§ **Provided information**:
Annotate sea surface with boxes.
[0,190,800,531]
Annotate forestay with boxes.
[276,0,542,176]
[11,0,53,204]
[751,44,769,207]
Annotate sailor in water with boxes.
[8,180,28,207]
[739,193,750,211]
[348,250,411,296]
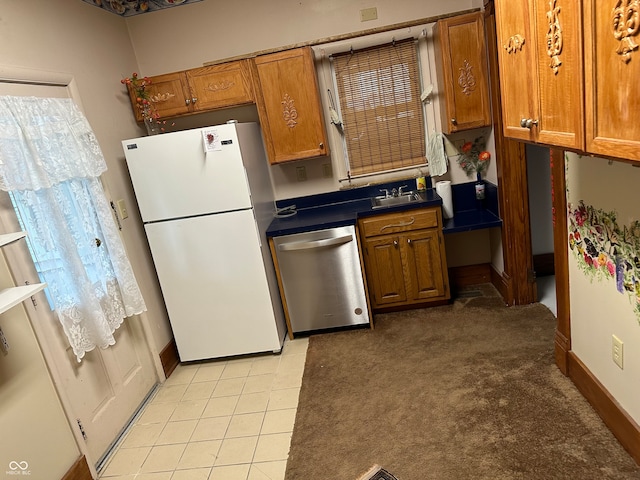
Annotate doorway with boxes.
[525,144,558,317]
[0,69,158,475]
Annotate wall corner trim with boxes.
[62,455,93,480]
[160,338,180,378]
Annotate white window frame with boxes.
[313,23,440,187]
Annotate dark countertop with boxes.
[266,182,502,237]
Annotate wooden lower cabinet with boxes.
[359,207,450,310]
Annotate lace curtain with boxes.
[0,96,146,361]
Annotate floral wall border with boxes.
[567,200,640,325]
[82,0,202,17]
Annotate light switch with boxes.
[360,7,378,22]
[116,198,129,220]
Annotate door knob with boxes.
[520,118,538,129]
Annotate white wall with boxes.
[567,154,640,423]
[0,256,80,480]
[0,0,172,358]
[0,0,172,472]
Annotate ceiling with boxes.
[82,0,202,17]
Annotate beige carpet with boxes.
[285,286,640,480]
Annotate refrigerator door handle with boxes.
[278,235,353,252]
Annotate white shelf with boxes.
[0,232,27,247]
[0,232,47,314]
[0,283,47,313]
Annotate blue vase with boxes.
[476,172,484,200]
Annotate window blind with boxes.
[332,39,426,176]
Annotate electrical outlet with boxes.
[0,328,9,353]
[360,7,378,22]
[611,335,624,370]
[116,198,129,220]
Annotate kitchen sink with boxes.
[371,192,424,208]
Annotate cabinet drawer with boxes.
[360,208,441,237]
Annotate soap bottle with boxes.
[416,170,427,190]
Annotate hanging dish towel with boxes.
[427,133,447,177]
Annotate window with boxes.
[332,39,426,177]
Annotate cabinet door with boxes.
[584,0,640,160]
[495,0,540,140]
[365,235,407,308]
[534,0,584,149]
[401,229,450,300]
[186,60,254,111]
[254,47,329,164]
[435,13,491,133]
[140,72,191,120]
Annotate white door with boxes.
[0,79,157,465]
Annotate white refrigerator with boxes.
[122,123,286,361]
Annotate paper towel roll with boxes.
[436,180,453,218]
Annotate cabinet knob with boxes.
[520,118,538,129]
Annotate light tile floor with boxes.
[99,338,309,480]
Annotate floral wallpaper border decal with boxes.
[567,200,640,324]
[82,0,202,17]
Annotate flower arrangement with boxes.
[458,137,491,179]
[120,72,175,133]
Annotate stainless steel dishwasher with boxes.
[273,226,369,332]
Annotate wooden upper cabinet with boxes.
[584,0,640,160]
[434,12,491,134]
[129,72,190,122]
[254,47,329,164]
[495,0,584,150]
[186,60,254,112]
[129,60,254,122]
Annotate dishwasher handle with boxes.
[278,235,353,252]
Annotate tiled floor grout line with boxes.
[100,341,307,480]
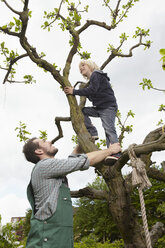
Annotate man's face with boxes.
[34,139,58,157]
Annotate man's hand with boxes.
[108,143,121,155]
[64,86,74,95]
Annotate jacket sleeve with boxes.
[73,71,100,97]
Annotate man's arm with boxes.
[72,144,83,154]
[86,143,121,166]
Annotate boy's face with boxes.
[80,63,92,78]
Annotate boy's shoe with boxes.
[104,153,121,166]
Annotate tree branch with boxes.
[71,187,108,200]
[100,34,150,70]
[3,0,21,15]
[150,222,165,247]
[51,117,71,144]
[3,53,28,84]
[147,168,165,182]
[0,27,20,38]
[77,20,114,34]
[115,128,165,171]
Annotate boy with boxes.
[64,60,120,163]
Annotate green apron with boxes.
[26,182,73,248]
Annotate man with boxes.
[23,138,121,248]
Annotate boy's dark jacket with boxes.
[73,70,117,109]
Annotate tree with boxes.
[0,0,165,248]
[74,177,165,242]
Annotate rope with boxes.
[128,144,152,248]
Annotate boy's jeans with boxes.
[82,107,118,147]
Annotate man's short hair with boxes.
[23,137,40,164]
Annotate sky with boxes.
[0,0,165,224]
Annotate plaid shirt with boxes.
[31,154,89,220]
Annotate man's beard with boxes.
[47,148,58,157]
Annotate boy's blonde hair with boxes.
[79,59,100,71]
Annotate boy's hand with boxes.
[109,143,121,155]
[64,86,74,95]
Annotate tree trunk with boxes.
[105,168,146,248]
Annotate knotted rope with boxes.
[128,144,152,248]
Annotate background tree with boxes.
[0,0,165,248]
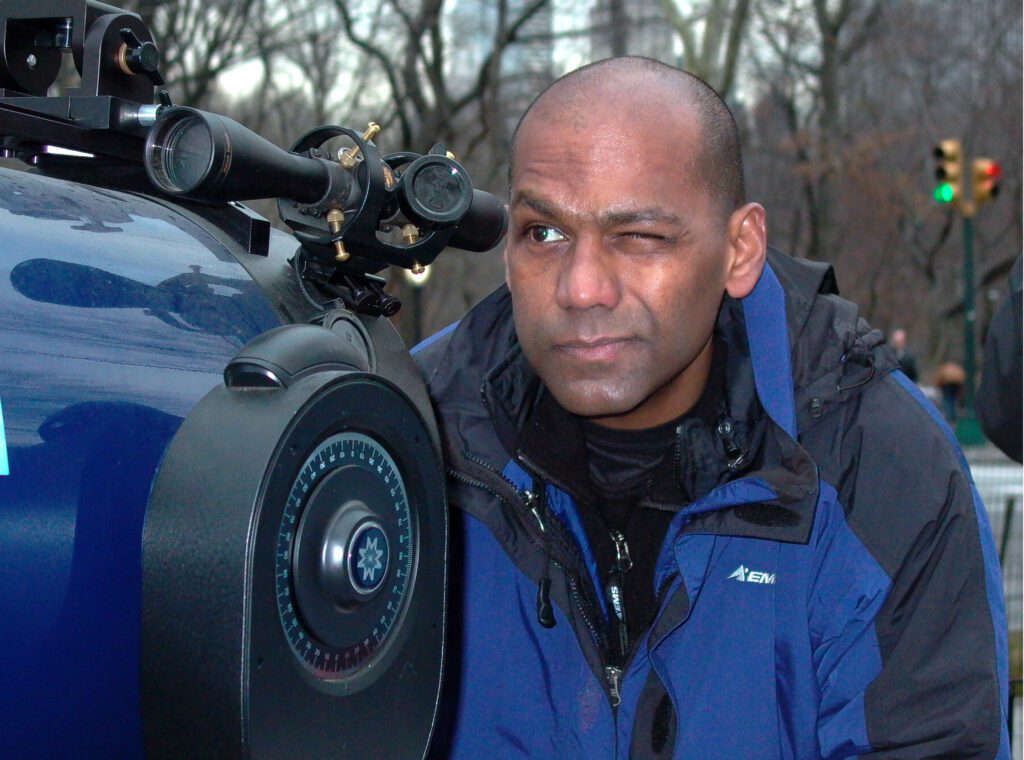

§ **Directions for this task**:
Copy the records again from the line that contains "Annotate jacket sleeve with boxes." through the line that contains "[79,59,100,71]", both lines included, leaving the wording lines unchanged and scaling every bounding-box coordinate by 2.55, rounded to whole numbers with halves going up. Give only those lines.

§ **Answer**:
Annotate jacket sleeve with boxes.
[186,181,255,247]
Annotate man's arm with boxes.
[184,367,212,393]
[219,365,309,423]
Annotate boy's face with boxes.
[204,161,235,199]
Annotate boy's shoe with boxes.
[265,390,309,423]
Annotate tree branch with boxes.
[181,477,275,510]
[255,87,383,179]
[8,0,54,38]
[383,566,421,630]
[130,298,181,367]
[8,135,71,214]
[375,428,421,464]
[0,69,51,97]
[196,51,291,87]
[293,326,421,436]
Annotate boy with boxes.
[163,153,306,416]
Annotate green apron with boxes.
[66,464,186,632]
Annotate man with boxes.
[59,352,309,632]
Annotate boy's dark jacket with boxes.
[186,179,298,278]
Annotate tree with boxes.
[0,0,421,632]
[189,451,421,617]
Annotate rope with boxes.
[326,367,388,632]
Annotate boy's jeans with boxes.
[209,273,301,375]
Annotate man's short hair with boxes.
[59,349,102,418]
Annotate sky with boxes.
[0,0,421,571]
Annotate plaid shirt with boxes.
[79,393,227,561]
Annotate man's beard with boxes.
[120,377,148,400]
Annotate boy's blonde hair with boxes.
[201,150,255,181]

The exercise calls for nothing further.